- **Problems to work on**
A. Answer these questions from the settings guide:
(i) Why should IOMMU stay on for competitive Fortnite?
(ii) What does disabling memory fast boot force on every boot?
(iii) Why do profiles survive reinstalls?
B. Summarize the settings guide in two sentences.

- **Document excerpt**
AMD — Virtualization
- Disable SVM — Secure Virtual Machine off (AMD's VT-x equivalent). Removes virtualization overhead and prevents Hyper-V auto-enabling.
- Disable IOMMU — AMD's IO Memory Management Unit off (the VT-d equivalent). Removes IO virtualization overhead. Leave this on if you play competitive Fortnite — its anti-cheat requires IOMMU enabled.
AMD — Miscellaneous
- Disable memory fast boot — forces full memory training on every boot instead of using cached values. Slower POST, more reliable when timings change.
Cleanup
Run all cleanup actions periodically. They free disk space and clear stale caches that can mask real performance issues.
Appearance
Cosmetic toggles — visual effects, recycle bin, File Explorer styling, context menu cleanup. Apply to taste; nothing here affects performance.
Profiles
Save your current toggle state as a named profile and switch between setups with one click.
- Apply the tweaks you want.
- Open the Profiles tab and click New profile.
- Name it and pick a color tag.
- Switch profiles whenever you want a different setup — e.g., one for competitive games, one for video editing or streaming.
Profiles are tied to your account, so they survive reinstalls and follow you to a new PC after you move your license there.
Useful Programs
Curated launchers for trusted utilities. Click any tile and the app downloads, extracts, and launches it for you — subsequent clicks reuse the cached copy and launch instantly. Pick the tool you need from the list below.

(Stored items)
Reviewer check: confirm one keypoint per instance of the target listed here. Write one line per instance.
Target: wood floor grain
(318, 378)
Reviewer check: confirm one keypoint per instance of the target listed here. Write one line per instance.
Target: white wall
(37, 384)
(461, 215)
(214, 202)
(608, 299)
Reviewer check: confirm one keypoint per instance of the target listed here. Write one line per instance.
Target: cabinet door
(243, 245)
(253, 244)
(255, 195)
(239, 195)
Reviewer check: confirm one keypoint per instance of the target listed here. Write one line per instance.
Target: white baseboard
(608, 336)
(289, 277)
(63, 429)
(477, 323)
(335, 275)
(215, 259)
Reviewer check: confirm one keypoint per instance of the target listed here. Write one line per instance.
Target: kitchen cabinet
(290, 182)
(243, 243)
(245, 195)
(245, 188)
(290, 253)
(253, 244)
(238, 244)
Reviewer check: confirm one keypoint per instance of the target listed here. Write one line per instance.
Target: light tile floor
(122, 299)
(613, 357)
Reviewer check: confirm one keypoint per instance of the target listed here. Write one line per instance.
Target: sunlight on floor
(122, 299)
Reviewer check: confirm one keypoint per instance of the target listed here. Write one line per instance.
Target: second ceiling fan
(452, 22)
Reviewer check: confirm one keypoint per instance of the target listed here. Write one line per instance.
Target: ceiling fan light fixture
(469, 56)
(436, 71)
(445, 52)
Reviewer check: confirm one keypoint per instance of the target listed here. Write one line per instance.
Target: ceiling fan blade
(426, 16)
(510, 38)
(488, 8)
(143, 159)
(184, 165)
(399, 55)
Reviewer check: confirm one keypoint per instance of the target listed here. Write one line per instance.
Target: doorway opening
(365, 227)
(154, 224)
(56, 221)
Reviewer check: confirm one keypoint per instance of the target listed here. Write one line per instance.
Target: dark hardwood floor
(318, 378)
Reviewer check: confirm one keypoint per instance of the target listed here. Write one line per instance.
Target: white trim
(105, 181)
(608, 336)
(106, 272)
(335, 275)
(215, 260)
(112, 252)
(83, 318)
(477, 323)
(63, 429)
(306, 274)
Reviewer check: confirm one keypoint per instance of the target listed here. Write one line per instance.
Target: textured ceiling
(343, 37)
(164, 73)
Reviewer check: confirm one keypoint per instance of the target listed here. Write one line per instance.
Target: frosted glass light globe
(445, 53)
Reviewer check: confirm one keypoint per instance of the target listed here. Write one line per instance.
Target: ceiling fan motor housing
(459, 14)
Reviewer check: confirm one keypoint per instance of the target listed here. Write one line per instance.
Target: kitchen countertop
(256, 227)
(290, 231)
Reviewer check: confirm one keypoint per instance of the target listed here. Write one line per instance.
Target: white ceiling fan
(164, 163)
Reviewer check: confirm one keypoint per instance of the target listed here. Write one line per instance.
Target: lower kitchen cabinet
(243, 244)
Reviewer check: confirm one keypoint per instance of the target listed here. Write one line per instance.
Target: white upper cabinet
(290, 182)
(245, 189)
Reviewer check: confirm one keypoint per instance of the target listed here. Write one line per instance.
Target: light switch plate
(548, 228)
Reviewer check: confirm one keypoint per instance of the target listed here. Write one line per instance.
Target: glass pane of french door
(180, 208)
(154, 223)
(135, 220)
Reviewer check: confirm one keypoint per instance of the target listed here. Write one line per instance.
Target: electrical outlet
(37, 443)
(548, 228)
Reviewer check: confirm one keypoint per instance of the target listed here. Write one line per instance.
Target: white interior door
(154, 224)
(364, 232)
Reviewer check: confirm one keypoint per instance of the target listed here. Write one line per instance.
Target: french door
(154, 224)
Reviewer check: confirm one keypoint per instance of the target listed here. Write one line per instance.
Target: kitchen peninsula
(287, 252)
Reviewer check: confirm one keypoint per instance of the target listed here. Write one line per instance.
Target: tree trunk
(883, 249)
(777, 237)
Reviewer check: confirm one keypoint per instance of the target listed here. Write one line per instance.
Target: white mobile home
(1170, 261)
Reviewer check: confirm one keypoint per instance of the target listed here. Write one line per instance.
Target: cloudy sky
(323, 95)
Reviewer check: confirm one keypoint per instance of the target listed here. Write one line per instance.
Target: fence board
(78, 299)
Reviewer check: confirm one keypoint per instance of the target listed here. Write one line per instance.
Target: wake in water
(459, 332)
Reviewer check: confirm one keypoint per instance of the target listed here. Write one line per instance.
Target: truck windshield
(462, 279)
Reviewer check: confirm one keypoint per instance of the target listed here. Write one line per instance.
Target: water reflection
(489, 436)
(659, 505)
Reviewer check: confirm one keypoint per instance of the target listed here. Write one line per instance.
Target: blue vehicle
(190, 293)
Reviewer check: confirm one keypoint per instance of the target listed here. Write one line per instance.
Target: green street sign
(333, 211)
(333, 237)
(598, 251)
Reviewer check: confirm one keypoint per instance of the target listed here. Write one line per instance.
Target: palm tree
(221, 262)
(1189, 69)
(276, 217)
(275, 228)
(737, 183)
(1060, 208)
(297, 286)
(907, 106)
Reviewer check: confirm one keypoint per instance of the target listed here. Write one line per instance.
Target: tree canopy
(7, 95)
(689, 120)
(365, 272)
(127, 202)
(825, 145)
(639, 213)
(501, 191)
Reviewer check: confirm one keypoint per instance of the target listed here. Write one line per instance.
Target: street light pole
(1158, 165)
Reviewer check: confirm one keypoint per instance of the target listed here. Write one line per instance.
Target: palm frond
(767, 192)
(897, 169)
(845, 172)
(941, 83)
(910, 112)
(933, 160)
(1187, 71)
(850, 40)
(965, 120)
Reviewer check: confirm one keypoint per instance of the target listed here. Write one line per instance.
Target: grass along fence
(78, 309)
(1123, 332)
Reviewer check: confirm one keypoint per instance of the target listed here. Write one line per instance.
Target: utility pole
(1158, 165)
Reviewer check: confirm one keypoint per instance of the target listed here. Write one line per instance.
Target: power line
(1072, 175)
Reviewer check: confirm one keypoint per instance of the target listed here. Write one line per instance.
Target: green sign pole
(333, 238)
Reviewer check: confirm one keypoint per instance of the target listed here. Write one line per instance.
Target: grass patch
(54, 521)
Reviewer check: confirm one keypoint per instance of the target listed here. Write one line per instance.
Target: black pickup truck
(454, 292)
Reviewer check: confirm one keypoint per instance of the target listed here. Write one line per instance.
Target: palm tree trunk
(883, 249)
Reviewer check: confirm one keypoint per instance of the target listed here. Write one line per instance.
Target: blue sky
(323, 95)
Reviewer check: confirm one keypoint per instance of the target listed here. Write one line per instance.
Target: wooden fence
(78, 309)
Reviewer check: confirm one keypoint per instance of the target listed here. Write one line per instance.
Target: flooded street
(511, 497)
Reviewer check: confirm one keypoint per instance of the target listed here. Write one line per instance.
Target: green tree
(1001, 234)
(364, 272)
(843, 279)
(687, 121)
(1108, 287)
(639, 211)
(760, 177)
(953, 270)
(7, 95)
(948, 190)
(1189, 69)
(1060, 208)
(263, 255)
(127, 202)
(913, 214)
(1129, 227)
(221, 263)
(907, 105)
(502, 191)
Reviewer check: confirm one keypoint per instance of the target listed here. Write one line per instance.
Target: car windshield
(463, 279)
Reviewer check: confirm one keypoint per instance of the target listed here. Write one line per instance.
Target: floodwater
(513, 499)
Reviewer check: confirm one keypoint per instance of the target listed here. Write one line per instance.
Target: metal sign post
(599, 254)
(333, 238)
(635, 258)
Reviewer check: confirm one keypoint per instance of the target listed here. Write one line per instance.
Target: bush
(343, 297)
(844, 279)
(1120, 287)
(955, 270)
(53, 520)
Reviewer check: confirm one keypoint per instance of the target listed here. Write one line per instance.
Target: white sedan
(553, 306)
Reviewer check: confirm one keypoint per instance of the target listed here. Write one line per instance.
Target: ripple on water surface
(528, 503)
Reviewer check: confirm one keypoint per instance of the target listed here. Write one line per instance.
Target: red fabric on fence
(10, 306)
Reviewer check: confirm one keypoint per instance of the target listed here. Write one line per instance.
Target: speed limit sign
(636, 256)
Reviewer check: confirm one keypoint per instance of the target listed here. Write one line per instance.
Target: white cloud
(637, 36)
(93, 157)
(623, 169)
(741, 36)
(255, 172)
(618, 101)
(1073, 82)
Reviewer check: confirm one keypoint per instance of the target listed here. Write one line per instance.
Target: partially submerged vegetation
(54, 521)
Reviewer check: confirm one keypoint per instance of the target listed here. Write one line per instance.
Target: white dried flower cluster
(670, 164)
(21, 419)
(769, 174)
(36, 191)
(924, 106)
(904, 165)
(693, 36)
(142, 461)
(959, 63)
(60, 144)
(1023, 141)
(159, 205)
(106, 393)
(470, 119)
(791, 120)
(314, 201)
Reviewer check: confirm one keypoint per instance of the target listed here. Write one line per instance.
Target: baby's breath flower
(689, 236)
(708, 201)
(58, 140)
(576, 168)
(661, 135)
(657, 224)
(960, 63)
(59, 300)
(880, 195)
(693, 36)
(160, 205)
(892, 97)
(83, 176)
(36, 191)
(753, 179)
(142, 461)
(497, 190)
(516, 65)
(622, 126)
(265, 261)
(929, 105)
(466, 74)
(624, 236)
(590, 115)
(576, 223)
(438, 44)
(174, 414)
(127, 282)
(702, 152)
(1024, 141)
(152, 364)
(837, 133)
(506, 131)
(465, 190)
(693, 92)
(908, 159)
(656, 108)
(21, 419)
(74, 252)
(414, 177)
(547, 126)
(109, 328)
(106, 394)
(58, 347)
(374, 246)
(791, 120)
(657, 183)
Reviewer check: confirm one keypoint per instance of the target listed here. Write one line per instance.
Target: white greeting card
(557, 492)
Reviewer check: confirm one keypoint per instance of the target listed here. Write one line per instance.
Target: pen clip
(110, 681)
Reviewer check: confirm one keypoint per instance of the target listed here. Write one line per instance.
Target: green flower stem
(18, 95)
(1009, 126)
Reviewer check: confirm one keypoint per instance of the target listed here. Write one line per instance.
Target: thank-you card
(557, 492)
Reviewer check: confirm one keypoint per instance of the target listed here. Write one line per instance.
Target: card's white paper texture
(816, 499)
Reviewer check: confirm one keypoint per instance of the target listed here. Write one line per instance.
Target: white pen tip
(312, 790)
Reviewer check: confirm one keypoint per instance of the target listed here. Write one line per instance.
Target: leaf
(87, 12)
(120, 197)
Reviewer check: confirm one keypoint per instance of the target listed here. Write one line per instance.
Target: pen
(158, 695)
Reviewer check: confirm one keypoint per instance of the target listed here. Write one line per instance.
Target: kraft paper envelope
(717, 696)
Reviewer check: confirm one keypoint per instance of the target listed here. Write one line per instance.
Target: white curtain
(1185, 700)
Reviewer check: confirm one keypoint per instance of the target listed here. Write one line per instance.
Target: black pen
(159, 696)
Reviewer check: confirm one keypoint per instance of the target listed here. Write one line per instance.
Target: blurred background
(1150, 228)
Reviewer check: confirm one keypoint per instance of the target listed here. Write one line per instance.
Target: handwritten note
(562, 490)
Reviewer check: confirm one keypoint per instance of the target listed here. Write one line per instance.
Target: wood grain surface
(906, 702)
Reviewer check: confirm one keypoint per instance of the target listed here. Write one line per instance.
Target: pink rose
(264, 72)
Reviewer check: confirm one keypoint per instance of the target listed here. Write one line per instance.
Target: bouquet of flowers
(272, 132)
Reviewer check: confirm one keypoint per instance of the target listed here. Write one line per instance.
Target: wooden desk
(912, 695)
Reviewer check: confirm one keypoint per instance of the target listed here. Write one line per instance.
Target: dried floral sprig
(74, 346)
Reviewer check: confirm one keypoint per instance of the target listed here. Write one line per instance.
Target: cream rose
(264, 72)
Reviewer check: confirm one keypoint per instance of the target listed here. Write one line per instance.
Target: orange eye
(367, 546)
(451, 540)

- **Per-task outputs**
A.
(i) Its anti-cheat requires IOMMU enabled.
(ii) Full memory training, instead of using cached values.
(iii) They are tied to your account.

B. The settings guide describes AMD options: disabling SVM and IOMMU removes virtualization overhead, and disabling memory fast boot forces full memory training for more reliable booting when timings change. It also covers periodic cleanup actions, cosmetic appearance toggles that do not affect performance, account-tied profiles for switching setups with one click, and launchers for trusted utilities that the app downloads, extracts, and launches.